-- start of MATERIAL FOR THIS EXERCISE --

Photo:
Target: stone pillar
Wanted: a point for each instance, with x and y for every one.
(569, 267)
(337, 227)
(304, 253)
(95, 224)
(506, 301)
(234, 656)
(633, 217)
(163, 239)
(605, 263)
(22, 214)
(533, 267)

-- end of MATERIAL FOR THIS EXERCISE --

■ **TASK DIRECTIONS**: Format every line of the rows above as a numbered list, leaving out any blank lines.

■ **REPLY**:
1. Photo:
2. Target: stone pillar
3. Wanted: a point for each instance, with x and y for every one.
4. (569, 267)
5. (337, 227)
6. (304, 253)
7. (95, 224)
8. (506, 301)
9. (234, 656)
10. (633, 217)
11. (163, 239)
12. (605, 263)
13. (22, 214)
14. (533, 267)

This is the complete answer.